(Region pointing data)
# # # # #

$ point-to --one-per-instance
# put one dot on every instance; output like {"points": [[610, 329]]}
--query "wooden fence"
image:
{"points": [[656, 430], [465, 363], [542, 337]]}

# # # # #

◆ BRIEF
In the records, which lines use the word "instance"? Report them.

◆ ANSWER SPACE
$ point-to --one-per-instance
# put one dot on every instance; output like {"points": [[610, 329]]}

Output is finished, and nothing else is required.